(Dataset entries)
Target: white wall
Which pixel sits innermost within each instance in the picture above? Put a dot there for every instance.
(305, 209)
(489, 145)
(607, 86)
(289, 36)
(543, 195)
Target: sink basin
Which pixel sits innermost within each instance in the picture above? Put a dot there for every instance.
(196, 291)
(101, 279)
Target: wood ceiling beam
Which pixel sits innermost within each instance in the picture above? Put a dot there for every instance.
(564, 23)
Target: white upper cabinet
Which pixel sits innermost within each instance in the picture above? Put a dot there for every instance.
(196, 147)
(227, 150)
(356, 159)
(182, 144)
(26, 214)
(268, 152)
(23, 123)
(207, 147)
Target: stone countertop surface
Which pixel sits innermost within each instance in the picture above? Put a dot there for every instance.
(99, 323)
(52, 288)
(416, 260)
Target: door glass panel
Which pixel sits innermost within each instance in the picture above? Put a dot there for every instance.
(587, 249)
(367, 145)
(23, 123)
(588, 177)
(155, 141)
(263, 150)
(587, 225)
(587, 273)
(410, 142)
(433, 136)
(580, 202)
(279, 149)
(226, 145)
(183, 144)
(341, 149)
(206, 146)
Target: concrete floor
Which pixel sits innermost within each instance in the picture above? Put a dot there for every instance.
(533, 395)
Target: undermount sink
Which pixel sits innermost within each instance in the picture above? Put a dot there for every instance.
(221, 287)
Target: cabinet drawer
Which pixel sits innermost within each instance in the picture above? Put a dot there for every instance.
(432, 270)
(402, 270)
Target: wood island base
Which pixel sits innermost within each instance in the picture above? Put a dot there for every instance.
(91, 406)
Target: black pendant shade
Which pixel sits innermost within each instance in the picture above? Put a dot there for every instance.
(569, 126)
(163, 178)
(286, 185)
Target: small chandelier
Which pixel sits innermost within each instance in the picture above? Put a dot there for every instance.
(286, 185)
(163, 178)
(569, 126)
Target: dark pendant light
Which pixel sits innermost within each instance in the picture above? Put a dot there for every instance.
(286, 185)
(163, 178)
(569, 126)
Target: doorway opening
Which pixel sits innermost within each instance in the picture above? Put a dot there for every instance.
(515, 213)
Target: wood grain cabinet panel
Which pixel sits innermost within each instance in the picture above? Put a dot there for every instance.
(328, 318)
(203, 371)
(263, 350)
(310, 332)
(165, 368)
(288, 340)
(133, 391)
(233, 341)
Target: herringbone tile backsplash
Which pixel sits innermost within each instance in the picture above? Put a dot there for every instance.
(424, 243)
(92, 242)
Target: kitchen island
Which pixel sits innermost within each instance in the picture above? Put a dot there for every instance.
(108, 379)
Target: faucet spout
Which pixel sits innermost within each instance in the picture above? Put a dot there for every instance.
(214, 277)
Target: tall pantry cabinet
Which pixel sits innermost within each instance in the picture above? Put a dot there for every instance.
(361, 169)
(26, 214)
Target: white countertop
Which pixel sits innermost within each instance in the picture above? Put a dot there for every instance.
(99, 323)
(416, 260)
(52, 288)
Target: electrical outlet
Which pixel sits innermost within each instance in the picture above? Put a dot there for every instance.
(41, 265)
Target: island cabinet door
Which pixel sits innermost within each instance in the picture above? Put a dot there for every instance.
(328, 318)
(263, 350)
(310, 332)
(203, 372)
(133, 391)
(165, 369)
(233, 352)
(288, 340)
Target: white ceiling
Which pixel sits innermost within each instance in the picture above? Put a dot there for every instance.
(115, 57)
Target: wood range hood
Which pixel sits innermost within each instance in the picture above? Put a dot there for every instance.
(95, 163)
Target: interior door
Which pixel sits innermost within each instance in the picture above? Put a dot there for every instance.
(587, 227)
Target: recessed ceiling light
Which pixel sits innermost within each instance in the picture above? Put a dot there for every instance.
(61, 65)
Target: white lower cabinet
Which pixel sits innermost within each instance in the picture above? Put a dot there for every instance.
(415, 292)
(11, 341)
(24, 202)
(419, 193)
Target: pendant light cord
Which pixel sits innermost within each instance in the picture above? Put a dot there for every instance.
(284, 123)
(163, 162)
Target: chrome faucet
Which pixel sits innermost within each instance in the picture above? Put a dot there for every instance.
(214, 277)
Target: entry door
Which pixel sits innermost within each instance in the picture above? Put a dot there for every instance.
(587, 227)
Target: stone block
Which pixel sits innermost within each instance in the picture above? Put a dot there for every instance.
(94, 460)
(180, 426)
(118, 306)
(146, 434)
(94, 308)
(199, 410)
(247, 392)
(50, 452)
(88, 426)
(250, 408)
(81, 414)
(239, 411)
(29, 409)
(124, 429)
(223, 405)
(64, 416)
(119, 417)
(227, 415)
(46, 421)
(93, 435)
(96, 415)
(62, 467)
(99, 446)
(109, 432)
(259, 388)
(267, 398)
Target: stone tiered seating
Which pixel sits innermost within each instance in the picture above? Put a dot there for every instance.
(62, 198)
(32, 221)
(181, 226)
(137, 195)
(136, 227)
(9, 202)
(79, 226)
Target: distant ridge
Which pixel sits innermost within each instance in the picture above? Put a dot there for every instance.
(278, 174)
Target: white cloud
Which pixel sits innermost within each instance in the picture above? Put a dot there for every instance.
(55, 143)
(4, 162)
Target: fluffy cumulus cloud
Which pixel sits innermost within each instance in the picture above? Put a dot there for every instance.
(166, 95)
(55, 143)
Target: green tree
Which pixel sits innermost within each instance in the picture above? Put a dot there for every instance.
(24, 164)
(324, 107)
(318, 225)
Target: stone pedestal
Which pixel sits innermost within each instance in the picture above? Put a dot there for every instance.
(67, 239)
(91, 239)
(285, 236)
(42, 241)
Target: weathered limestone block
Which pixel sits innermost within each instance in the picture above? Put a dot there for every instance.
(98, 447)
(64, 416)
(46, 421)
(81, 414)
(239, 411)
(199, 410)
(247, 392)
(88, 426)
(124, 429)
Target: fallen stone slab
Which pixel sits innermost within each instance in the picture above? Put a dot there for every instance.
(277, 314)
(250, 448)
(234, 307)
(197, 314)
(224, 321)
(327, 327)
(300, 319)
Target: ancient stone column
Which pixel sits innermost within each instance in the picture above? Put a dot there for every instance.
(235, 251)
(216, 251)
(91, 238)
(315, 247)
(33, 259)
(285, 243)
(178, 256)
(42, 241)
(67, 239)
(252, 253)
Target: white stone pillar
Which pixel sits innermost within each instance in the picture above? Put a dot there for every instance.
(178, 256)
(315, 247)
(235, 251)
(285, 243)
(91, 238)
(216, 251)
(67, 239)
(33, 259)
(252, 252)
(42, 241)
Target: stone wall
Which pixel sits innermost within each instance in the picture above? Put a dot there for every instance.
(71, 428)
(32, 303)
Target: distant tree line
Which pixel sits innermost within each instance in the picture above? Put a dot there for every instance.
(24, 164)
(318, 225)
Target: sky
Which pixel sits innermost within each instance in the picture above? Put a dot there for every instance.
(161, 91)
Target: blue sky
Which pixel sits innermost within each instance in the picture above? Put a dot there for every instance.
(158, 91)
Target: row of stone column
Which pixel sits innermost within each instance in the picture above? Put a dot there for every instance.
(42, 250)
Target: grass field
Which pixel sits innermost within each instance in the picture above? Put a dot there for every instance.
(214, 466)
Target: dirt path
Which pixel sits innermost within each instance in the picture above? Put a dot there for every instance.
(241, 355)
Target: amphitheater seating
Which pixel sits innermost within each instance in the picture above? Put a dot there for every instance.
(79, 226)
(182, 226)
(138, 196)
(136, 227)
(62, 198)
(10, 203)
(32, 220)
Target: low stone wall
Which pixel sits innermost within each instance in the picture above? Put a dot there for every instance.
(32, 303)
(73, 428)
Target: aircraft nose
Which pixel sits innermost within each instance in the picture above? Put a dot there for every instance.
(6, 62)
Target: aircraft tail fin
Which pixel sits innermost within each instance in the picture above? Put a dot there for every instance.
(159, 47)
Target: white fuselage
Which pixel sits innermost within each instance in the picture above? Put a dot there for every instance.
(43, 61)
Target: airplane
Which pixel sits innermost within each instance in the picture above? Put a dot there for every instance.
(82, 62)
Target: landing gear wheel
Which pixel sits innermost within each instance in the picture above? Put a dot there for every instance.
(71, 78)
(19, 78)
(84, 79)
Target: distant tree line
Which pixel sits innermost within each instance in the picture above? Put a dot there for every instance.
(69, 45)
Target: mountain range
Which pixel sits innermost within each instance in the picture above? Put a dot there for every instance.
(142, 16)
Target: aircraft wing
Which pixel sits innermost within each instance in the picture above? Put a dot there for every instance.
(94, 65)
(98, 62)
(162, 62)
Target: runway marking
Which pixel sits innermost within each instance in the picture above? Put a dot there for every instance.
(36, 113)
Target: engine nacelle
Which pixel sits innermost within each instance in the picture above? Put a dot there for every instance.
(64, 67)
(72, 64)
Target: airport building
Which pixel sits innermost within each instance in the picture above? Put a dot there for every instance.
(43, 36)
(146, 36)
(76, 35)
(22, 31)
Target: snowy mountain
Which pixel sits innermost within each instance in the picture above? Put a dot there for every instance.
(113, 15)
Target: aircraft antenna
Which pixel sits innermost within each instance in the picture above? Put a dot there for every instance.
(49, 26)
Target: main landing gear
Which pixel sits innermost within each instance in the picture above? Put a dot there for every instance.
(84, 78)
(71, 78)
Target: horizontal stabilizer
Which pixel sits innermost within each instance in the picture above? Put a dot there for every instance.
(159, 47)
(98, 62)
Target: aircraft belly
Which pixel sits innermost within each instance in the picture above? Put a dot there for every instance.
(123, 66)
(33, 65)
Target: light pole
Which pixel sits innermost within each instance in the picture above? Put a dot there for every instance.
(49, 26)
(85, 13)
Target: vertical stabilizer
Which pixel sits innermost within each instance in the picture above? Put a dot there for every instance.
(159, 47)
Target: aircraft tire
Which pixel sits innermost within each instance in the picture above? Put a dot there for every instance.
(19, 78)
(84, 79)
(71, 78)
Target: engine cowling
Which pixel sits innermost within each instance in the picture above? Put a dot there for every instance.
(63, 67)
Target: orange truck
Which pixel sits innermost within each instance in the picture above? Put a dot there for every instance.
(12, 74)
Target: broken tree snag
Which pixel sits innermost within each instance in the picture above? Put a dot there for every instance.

• _HOW TO COMPLETE THIS TASK_
Please output exactly the lines from the one containing "Target: engine nacelle" through the end of the records, both included.

• _WRITTEN REPLY_
Target: engine nacelle
Which pixel sits innermost within each instance in the picture above? Put a dot there for every instance.
(64, 67)
(72, 64)
Target: airport building
Which pixel sits innermost within each instance in the picture above? Put a dot there for every instance.
(43, 36)
(146, 36)
(76, 35)
(22, 31)
Target: snowy mountain
Which pixel sits innermost within each instance in the picture above? Put a dot there for every instance.
(113, 15)
Target: aircraft antenna
Which pixel sits innermost within each instance in the picture above? Put a dot there for every instance.
(49, 26)
Target: main landing gear
Which pixel sits innermost within each instance in the picture above? Put a dot there for every instance.
(84, 78)
(71, 78)
Target: horizontal stabilizer
Which pixel sits innermost within each instance in the picture above? Put a dot there for every instance.
(159, 47)
(98, 62)
Target: aircraft belly
Which pixel sits innermost within each instance in the picture above? Put a dot there for every instance.
(123, 66)
(33, 65)
Target: light pole
Which pixel sits innermost within each instance in the picture above? Put a dot there for every instance.
(49, 26)
(85, 13)
Target: vertical stabilizer
Which pixel sits innermost within each instance in the picture above? Put a dot there for every instance.
(159, 47)
Target: aircraft tire
Which pixel sits innermost within each instance in the picture above? Put a dot there for every instance.
(19, 78)
(84, 79)
(71, 78)
Target: engine cowling
Which pixel sits innermost within each instance in the picture above? Put a dot there for every instance.
(63, 67)
Target: orange truck
Which pixel sits innermost within each instance in the picture above? Put a dot there for every instance.
(12, 74)
Target: broken tree snag
Which pixel sits innermost within each instance in the picture above? Put a dot there for every instance.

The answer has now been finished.